Requirement: Pick out every line of the entries below where "mouth" occurs, and copy those lines.

---*---

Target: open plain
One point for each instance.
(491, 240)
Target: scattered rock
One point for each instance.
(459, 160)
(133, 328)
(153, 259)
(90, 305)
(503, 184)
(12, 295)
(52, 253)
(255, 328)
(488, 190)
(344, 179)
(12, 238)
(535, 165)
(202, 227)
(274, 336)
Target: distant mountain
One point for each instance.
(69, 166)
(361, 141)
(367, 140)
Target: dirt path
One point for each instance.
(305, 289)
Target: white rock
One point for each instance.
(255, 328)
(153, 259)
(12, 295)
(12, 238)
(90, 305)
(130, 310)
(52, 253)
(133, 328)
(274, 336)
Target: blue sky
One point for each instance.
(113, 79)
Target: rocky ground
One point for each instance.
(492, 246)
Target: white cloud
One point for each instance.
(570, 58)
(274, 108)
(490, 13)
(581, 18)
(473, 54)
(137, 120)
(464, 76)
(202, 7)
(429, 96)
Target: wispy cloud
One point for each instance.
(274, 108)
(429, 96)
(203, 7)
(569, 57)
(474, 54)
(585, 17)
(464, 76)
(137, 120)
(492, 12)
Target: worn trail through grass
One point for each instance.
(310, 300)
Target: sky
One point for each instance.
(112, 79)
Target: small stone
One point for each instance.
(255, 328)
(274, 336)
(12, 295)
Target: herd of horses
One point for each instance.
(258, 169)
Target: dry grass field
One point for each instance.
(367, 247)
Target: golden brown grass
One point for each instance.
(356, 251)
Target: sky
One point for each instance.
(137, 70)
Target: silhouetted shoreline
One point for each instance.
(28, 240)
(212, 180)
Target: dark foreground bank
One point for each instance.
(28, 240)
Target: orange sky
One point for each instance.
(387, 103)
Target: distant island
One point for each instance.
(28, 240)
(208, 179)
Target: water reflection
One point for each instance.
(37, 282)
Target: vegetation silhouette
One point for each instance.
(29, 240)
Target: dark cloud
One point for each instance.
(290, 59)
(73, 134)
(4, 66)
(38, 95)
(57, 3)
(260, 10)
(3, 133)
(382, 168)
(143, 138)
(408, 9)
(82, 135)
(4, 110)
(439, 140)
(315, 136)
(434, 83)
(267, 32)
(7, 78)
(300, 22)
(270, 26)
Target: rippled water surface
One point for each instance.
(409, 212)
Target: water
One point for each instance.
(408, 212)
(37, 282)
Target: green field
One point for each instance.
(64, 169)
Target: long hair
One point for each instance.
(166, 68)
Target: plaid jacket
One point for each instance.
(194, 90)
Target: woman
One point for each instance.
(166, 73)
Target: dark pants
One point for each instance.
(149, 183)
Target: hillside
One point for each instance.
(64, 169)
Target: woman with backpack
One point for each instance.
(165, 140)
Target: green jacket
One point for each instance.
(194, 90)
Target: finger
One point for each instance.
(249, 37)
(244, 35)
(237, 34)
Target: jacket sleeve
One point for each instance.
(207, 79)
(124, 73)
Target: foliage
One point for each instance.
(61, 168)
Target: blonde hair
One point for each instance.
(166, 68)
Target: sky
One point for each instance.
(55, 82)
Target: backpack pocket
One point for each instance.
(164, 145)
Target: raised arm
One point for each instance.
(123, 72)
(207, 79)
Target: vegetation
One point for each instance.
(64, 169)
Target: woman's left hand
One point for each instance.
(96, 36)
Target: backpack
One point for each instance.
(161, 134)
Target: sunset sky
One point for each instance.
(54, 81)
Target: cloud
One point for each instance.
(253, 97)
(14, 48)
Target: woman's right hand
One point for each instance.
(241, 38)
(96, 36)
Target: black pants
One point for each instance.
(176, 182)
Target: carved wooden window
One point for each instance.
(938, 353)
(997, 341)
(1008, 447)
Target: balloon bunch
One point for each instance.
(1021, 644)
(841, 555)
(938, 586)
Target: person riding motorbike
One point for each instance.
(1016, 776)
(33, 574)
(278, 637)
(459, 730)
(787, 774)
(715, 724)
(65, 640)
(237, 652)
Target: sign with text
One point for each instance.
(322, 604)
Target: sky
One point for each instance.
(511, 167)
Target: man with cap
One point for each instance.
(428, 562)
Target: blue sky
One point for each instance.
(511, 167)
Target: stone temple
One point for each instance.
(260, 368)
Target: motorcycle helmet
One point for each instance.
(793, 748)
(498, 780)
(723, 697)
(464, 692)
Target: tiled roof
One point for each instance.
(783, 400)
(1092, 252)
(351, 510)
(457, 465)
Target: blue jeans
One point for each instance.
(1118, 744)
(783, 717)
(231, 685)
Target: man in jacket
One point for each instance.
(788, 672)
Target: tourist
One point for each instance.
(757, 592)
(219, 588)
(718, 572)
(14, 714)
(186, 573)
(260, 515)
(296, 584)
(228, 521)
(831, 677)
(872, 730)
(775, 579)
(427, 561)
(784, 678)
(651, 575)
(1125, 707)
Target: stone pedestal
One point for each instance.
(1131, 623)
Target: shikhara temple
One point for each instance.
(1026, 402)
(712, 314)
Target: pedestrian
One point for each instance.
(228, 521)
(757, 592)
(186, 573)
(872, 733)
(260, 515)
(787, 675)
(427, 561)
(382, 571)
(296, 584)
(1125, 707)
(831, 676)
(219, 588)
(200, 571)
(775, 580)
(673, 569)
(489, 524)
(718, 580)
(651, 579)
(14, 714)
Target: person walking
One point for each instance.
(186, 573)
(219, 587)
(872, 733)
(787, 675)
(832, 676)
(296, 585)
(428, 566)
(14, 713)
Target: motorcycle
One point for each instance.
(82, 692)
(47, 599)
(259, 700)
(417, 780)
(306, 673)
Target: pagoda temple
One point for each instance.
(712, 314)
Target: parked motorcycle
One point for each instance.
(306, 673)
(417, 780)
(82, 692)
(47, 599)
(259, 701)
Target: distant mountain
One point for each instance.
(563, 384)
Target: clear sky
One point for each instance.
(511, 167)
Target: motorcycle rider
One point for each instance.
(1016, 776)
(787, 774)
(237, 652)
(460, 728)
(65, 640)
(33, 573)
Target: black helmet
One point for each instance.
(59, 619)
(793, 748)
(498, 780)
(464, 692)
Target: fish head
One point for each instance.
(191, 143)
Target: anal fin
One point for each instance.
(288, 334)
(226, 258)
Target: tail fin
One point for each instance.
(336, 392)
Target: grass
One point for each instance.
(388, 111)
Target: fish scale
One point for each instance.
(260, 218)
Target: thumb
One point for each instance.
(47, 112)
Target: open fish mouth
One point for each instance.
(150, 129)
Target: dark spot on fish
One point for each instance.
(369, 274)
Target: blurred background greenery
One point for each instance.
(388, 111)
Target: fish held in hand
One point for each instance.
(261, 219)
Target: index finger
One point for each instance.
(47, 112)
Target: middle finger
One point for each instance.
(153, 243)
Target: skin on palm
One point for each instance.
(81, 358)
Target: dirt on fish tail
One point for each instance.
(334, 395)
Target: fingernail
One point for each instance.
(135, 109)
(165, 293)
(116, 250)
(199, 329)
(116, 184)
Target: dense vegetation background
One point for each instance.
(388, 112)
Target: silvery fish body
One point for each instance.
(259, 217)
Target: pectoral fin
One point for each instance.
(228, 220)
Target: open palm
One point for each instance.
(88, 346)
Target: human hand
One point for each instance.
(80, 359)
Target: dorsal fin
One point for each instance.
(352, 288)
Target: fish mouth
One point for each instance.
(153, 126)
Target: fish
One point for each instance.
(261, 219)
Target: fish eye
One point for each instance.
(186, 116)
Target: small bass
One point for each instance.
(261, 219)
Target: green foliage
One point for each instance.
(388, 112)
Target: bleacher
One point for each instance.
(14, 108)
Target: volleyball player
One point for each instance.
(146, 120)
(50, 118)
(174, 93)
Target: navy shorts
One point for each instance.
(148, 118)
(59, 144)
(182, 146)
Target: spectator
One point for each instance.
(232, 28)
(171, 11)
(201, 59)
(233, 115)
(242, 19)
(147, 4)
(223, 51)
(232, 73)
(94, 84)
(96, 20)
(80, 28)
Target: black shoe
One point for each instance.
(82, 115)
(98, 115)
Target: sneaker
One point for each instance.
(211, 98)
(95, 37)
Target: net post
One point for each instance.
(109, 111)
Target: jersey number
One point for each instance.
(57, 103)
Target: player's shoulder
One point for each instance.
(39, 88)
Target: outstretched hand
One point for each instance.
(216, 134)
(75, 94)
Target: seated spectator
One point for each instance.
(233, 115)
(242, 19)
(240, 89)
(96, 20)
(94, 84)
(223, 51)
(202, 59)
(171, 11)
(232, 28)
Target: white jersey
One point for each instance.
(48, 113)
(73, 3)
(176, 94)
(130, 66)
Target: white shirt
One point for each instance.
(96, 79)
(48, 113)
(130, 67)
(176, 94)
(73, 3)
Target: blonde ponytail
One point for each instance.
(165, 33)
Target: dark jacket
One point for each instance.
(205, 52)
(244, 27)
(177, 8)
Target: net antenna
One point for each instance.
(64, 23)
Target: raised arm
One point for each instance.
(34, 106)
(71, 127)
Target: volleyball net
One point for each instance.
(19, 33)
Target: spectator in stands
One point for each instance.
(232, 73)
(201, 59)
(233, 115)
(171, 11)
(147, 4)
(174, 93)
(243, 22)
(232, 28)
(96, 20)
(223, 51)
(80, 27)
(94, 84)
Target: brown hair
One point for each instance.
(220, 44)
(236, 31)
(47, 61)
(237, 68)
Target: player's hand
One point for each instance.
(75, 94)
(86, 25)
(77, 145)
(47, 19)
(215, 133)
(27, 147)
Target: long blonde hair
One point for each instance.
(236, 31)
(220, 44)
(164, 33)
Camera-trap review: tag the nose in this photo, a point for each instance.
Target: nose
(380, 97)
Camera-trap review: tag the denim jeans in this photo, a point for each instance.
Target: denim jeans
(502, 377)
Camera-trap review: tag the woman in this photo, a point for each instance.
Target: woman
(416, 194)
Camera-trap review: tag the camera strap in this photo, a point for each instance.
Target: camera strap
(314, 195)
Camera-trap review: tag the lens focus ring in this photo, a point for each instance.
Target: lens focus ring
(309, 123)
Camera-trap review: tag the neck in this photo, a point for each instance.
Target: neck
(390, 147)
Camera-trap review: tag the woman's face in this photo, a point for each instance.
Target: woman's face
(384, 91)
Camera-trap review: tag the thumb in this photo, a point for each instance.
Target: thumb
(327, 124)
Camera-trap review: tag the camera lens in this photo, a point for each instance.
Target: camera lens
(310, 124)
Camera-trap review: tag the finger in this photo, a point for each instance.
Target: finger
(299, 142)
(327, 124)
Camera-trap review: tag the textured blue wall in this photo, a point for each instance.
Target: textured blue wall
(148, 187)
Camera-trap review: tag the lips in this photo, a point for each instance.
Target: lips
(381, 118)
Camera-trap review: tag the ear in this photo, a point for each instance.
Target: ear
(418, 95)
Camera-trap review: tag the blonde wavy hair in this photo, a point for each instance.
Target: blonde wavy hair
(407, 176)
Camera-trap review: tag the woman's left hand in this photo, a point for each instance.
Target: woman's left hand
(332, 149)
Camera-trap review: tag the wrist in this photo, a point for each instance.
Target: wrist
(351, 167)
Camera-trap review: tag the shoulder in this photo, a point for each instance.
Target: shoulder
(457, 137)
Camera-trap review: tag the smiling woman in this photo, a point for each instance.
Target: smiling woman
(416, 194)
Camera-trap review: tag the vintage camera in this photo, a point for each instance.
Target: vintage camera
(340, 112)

---*---

Answer space:
Target: open fish mouth
Target: fish mouth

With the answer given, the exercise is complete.